US DOE Agreed to Remove Plutonium from South Carolina

05 Sep 2020  by NEI Magazine   
South Carolina Attorney General Alan Wilson has announced a $600 million settlement between the state and the federal government which gives the Department of Energy (DOE) until 2037 to remove 9.5 metric tons of weapons-grade plutonium from the Savannah River Site (SRS).

The plutonium was transferred to SRS in the early 2000s intended as raw material for the production of mixed oxide fuel (mox). However, the US cancelled its mox fuel programme in 2018.

This settlement, which Wilson said is the single largest settlement in South Carolina’s history, ends six years of contentious litigation with the United States government.

If DOE fails to remove the plutonium by 1 January 2037, monetary penalties will be reinstated and the department will be subject to additional litigation.

DOE was originally required by federal law to remove the plutonium by 2022. “These were deadlines the Department could not meet,” said Energy Secretary Dan Brouillette.

South Carolina in early 2018, when Brouillette was the deputy energy secretary, sued the federal government seeking $200 million. The sum comprised two years, 2016 and 2017, of fines against DOE for failing to remove the plutonium. Federal law mandated beginning in 2016 that the DOE should pay South Carolina $1 million for each day, up to 100 days a year, that the department did not process the metal at the Mixed Oxide Fuel Fabrication Facility or remove 1 metric ton from the state.

In 2037, if all the plutonium is not removed, DOE will pay a percentage of the accumulated statutory payments from the years 2022-2037 based on how much plutonium is left in South Carolina. After 2037, DOE will pay a percentage of the statutorily required $100 million a year based on how much plutonium is left in the state.

Wilson said he expects to receive the money by 1 October from the Federal Judgement Fund. This fund pays court judgments and compromise settlements of lawsuits against the federal government. Congress does not have to appropriate the money.

## Task statement
Resume the plutonium settlement article at the point where it stops.

## Record set
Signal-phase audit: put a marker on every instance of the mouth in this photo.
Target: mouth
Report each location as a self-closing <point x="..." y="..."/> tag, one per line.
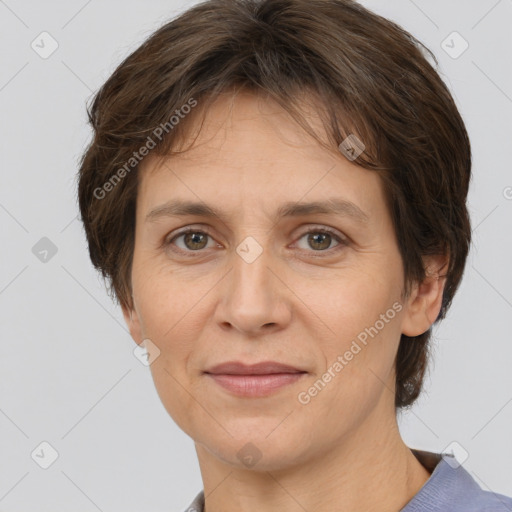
<point x="256" y="380"/>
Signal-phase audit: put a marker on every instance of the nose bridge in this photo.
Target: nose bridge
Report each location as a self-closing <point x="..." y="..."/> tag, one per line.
<point x="253" y="297"/>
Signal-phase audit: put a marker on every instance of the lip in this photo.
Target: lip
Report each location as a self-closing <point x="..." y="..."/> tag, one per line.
<point x="262" y="368"/>
<point x="255" y="380"/>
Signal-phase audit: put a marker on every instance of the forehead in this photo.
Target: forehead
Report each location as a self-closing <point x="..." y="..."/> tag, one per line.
<point x="249" y="152"/>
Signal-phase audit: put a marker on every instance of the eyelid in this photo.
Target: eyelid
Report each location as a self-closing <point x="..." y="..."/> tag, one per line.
<point x="342" y="239"/>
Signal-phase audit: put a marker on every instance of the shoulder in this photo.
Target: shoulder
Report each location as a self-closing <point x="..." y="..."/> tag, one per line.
<point x="452" y="488"/>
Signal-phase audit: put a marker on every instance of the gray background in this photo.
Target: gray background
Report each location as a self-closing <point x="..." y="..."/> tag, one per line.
<point x="68" y="375"/>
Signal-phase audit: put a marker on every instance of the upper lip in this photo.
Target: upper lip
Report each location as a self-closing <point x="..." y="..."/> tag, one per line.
<point x="263" y="368"/>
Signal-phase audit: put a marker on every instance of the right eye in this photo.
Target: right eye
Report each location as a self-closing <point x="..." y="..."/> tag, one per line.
<point x="193" y="240"/>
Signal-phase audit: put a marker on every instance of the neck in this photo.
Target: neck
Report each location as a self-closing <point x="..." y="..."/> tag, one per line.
<point x="363" y="472"/>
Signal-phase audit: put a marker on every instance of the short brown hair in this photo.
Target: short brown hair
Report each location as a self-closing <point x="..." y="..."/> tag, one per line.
<point x="368" y="77"/>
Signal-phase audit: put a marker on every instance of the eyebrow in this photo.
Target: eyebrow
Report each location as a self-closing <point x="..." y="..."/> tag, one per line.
<point x="330" y="206"/>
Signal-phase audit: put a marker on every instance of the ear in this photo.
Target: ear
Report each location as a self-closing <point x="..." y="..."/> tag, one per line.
<point x="132" y="320"/>
<point x="424" y="303"/>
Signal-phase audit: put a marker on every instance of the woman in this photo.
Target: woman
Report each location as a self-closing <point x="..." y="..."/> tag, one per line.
<point x="276" y="191"/>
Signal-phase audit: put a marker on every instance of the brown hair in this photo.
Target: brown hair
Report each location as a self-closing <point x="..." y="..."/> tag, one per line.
<point x="367" y="76"/>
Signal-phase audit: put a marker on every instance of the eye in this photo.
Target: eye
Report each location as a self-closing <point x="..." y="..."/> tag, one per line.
<point x="320" y="239"/>
<point x="193" y="239"/>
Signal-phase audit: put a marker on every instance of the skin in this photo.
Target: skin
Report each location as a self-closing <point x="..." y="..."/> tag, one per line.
<point x="299" y="303"/>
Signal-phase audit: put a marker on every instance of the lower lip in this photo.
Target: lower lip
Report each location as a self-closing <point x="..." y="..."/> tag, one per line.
<point x="255" y="385"/>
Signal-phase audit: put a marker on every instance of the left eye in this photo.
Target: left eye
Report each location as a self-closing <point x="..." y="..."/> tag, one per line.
<point x="321" y="239"/>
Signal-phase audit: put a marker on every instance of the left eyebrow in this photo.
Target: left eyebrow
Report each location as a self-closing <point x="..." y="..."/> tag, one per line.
<point x="330" y="206"/>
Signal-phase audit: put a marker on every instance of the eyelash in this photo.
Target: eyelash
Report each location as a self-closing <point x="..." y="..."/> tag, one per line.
<point x="342" y="241"/>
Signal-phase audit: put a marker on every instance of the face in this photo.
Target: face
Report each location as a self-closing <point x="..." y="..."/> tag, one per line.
<point x="257" y="283"/>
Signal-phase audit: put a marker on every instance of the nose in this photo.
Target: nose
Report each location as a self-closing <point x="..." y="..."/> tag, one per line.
<point x="254" y="298"/>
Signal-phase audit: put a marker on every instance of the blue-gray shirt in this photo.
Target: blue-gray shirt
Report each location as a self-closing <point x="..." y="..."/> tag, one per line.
<point x="450" y="488"/>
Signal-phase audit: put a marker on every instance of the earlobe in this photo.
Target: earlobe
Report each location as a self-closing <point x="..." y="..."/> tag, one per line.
<point x="424" y="303"/>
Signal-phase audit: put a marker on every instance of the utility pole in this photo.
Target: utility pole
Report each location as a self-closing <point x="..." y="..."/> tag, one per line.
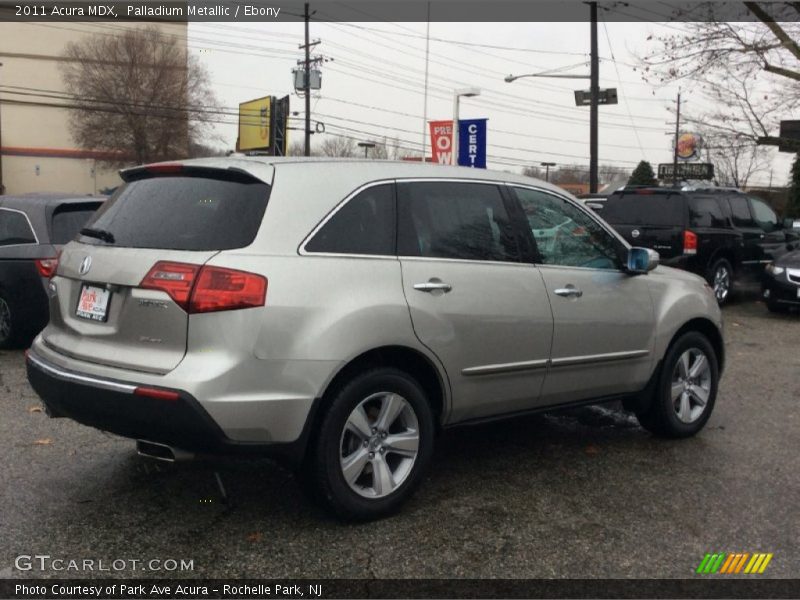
<point x="675" y="145"/>
<point x="307" y="86"/>
<point x="2" y="187"/>
<point x="595" y="92"/>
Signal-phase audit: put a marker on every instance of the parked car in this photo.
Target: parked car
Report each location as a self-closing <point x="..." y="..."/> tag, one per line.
<point x="781" y="285"/>
<point x="33" y="228"/>
<point x="340" y="313"/>
<point x="720" y="234"/>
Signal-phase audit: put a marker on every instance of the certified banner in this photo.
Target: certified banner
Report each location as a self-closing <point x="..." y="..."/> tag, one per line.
<point x="442" y="142"/>
<point x="472" y="143"/>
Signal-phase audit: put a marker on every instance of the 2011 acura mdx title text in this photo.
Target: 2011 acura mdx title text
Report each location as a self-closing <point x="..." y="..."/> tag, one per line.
<point x="338" y="314"/>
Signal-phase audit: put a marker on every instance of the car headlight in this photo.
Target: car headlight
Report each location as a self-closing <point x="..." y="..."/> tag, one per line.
<point x="774" y="270"/>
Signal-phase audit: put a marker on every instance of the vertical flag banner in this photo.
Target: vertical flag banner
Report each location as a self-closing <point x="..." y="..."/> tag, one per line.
<point x="472" y="143"/>
<point x="442" y="142"/>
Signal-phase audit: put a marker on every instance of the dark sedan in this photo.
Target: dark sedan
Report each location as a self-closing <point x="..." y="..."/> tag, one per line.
<point x="32" y="230"/>
<point x="781" y="285"/>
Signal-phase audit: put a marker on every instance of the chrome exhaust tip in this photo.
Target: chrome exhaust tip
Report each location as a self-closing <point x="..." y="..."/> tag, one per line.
<point x="162" y="452"/>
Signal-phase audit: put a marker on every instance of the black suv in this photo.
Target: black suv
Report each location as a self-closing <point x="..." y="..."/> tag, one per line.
<point x="719" y="234"/>
<point x="32" y="230"/>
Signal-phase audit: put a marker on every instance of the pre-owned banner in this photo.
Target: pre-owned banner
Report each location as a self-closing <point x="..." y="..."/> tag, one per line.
<point x="472" y="143"/>
<point x="442" y="142"/>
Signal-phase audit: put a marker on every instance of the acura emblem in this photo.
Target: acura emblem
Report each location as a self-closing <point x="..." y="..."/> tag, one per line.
<point x="86" y="264"/>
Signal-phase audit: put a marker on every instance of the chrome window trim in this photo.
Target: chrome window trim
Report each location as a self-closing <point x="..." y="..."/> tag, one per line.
<point x="396" y="180"/>
<point x="526" y="365"/>
<point x="30" y="226"/>
<point x="78" y="378"/>
<point x="596" y="358"/>
<point x="529" y="365"/>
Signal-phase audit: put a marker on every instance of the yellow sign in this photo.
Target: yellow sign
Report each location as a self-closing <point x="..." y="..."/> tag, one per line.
<point x="254" y="121"/>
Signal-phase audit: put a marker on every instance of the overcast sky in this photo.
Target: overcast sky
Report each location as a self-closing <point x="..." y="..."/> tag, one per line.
<point x="374" y="85"/>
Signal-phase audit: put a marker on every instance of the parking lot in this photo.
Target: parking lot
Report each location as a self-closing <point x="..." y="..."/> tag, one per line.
<point x="586" y="493"/>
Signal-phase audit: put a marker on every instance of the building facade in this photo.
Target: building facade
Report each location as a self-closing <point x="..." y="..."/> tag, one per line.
<point x="37" y="151"/>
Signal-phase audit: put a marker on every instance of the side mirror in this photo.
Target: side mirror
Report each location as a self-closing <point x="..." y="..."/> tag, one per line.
<point x="642" y="260"/>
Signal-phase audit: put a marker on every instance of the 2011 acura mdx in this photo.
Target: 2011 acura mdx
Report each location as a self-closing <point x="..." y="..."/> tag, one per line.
<point x="339" y="313"/>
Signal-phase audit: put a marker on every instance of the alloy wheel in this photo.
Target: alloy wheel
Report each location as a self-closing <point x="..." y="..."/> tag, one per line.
<point x="379" y="445"/>
<point x="722" y="283"/>
<point x="691" y="385"/>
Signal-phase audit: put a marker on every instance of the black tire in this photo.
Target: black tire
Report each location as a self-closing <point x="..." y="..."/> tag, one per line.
<point x="8" y="326"/>
<point x="325" y="470"/>
<point x="661" y="417"/>
<point x="774" y="307"/>
<point x="720" y="278"/>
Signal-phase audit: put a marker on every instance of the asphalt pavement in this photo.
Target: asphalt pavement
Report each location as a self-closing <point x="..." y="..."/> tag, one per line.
<point x="586" y="493"/>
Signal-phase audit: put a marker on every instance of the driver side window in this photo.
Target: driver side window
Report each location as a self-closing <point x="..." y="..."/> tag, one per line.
<point x="765" y="216"/>
<point x="565" y="235"/>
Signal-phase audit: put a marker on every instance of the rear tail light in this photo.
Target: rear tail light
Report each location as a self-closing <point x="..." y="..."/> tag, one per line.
<point x="689" y="242"/>
<point x="174" y="278"/>
<point x="199" y="289"/>
<point x="47" y="266"/>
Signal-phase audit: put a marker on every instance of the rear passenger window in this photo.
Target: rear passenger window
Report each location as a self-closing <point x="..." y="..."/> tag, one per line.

## Result of the exercise
Some $75 million from the settlement will be used to cover legal fees for private attorneys.

When asked by the Aiken Standard how the plutonium would be removed or where it would go, Brouillette said plans are "not yet finalised," but suggested that it could be processed and sent for burial at the Waste Isolation Pilot Plant in New Mexico, an approach known as dilute-and-dispose. Otherwise it could be staged elsewhere at another DOE facility or could be utilised in a nuclear reactor.

Under the 2000 Plutonium Disposition Agreement between Russia and the USA, each side was supposed to get dispose of 34 tonnes of plutonium by burning it in reactors. DOE determined that the best option would be to use it at a mox fuel fabrication facility to be constructed at the Savannah River Site.

Work started on the facility in 2007 scheduled for start-up in 2016. However, there were technical difficulties and costs increased. In 2015, DOE decided that disposal of the weapons-grade plutonium in a repository would be cheaper and the project was cancelled in 2018 when it was about 70% complete. In 2002, Congress had required that, should the mox facility fail, DOE would have to remove the plutonium, which had already been shipped to South Carolina.